***** TEXTO DA PÁGINA *****

21 fevereiro 2006

dois pesos, duas medidas

Como explicou Karl Popper, o «status» de um postulado, de uma asserção ou de uma hipótese científica, reside na sua resistência às sucessivas tentativas de refutação ou de falseabilidade a que seja submetida. A veracidade dos seus conteúdos será, assim, tanto mais firme quanto subsista ao maior número possível de provas de falseabilidade.
Este critério ou método científico tem, como Popper também demonstrou, uma consequência evidente: a Ciência nunca se esgota, nem se encerra em si mesma e nas suas leis, devendo ser um universo infinito e permanentemente aberto a novas provas e a novos testes que a ponham em causa. Nietzsche dizia, a outro propósito, que «o que não me mata fortalece-me». É exactamente isto que aqui se passa.
Diga-se, por último, que é graças a este espírito que a Ciência tem progredido e que, pelo contrário, sempre que ela se considerou suficiente, estagna.

***** REGISTOS EXTRAÍDOS *****

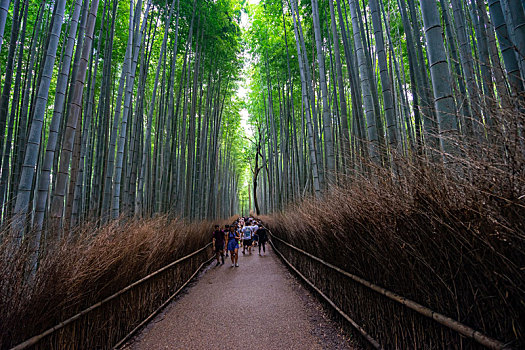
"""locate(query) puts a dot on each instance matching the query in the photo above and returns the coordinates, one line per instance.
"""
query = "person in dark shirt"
(218, 244)
(263, 238)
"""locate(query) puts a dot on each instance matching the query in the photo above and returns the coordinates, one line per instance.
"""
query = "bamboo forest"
(381, 143)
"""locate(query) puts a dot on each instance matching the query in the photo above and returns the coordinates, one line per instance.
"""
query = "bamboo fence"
(112, 321)
(385, 319)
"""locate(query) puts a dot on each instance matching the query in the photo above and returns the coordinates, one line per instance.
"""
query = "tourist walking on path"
(247, 232)
(233, 245)
(218, 244)
(263, 238)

*****

• **EXERCÍCIO ESCRITO A**: Enumere todos os tipos de enunciado cujo «status», segundo o texto sobre a falseabilidade, reside na resistência às tentativas de refutação.
• **EXERCÍCIO ESCRITO B**: Transcreva do texto sobre a falseabilidade o trecho que começa em "21 fevereiro 2006" e termina em "provas de falseabilidade.".
A listagem é material independente, sem relação com o texto.

• **RESOLUÇÃO COMPLETA A**: postulado; asserção; hipótese científica

• **RESOLUÇÃO COMPLETA B**:
21 fevereiro 2006

dois pesos, duas medidas

Como explicou Karl Popper, o «status» de um postulado, de uma asserção ou de uma hipótese científica, reside na sua resistência às sucessivas tentativas de refutação ou de falseabilidade a que seja submetida. A veracidade dos seus conteúdos será, assim, tanto mais firme quanto subsista ao maior número possível de provas de falseabilidade.